AIM OF THE EXERCISE.
Only reproduce the lines from the line containing "of the upper" onward, exactly, through the final line of the data below.

WORKING DATA.
· · ·

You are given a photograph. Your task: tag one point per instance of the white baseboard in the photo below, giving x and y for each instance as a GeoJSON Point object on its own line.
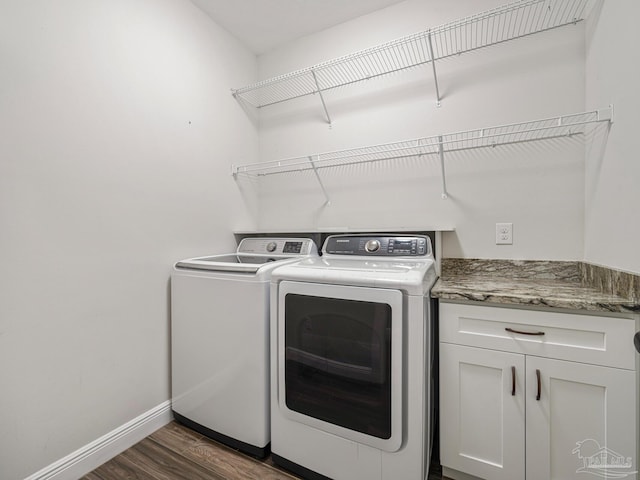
{"type": "Point", "coordinates": [91, 456]}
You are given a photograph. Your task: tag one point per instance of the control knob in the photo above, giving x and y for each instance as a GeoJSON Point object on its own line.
{"type": "Point", "coordinates": [372, 246]}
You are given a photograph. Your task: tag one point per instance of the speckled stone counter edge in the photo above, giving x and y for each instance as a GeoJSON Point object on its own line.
{"type": "Point", "coordinates": [608, 280]}
{"type": "Point", "coordinates": [573, 285]}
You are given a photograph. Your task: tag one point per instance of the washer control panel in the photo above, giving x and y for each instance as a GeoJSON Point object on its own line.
{"type": "Point", "coordinates": [378, 245]}
{"type": "Point", "coordinates": [277, 246]}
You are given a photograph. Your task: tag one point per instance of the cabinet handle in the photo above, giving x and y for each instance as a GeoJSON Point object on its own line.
{"type": "Point", "coordinates": [511, 330]}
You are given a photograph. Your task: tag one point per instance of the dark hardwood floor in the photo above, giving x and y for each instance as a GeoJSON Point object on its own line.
{"type": "Point", "coordinates": [177, 453]}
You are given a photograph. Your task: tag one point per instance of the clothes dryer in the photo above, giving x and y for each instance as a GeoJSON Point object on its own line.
{"type": "Point", "coordinates": [220, 340]}
{"type": "Point", "coordinates": [351, 358]}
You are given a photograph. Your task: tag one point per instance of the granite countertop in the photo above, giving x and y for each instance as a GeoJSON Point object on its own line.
{"type": "Point", "coordinates": [566, 285]}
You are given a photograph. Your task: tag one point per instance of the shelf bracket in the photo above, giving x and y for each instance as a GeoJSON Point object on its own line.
{"type": "Point", "coordinates": [324, 105]}
{"type": "Point", "coordinates": [433, 66]}
{"type": "Point", "coordinates": [445, 195]}
{"type": "Point", "coordinates": [324, 191]}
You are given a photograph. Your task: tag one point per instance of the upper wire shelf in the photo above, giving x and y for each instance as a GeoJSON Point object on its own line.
{"type": "Point", "coordinates": [548, 128]}
{"type": "Point", "coordinates": [498, 25]}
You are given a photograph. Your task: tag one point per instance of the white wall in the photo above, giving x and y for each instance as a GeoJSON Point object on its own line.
{"type": "Point", "coordinates": [539, 187]}
{"type": "Point", "coordinates": [118, 133]}
{"type": "Point", "coordinates": [612, 221]}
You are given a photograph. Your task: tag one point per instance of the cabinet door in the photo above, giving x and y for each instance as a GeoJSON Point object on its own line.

· · ·

THE ANSWER.
You are given a photograph. Your task: tag one point per instance of the upper wire shelf in the photo above, giving x and y for each instance as a GeoJSON Point object on its own line.
{"type": "Point", "coordinates": [548, 128]}
{"type": "Point", "coordinates": [498, 25]}
You are given a photograph. Your task: tag one point per instance of the white wall in the photo above, giving x and y for each instance as a GeoJSON Point object on its own line.
{"type": "Point", "coordinates": [539, 187]}
{"type": "Point", "coordinates": [118, 133]}
{"type": "Point", "coordinates": [612, 221]}
You are given a photograph. Your task: tag one point per instance of the cabinet door in the photo above, giving x and y for each instance as a GeoJSON Point object on its own line.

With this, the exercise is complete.